**** ROWS

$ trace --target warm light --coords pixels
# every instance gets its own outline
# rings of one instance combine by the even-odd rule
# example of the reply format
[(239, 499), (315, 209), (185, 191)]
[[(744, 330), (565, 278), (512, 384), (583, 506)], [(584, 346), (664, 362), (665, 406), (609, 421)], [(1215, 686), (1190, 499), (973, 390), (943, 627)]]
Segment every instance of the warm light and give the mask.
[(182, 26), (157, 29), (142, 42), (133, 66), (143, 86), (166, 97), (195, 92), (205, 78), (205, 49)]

********

* _EXERCISE OBJECTIVE_: Rewrite the listing above with every "warm light" switched to "reading lamp" and nothing else changed.

* _SOLUTION_:
$ trace --target reading lamp --coords pixels
# every instance gets its own outline
# rings of one instance combine by the even-odd rule
# example of the reply format
[(239, 499), (315, 209), (185, 191)]
[[(744, 330), (565, 278), (512, 384), (583, 506)], [(584, 346), (664, 362), (665, 406), (609, 421)], [(1215, 686), (1190, 499), (973, 390), (943, 627)]]
Segment every instance of the reading lamp and give the mask.
[(182, 26), (157, 29), (142, 42), (133, 66), (143, 86), (166, 97), (195, 92), (205, 78), (205, 49)]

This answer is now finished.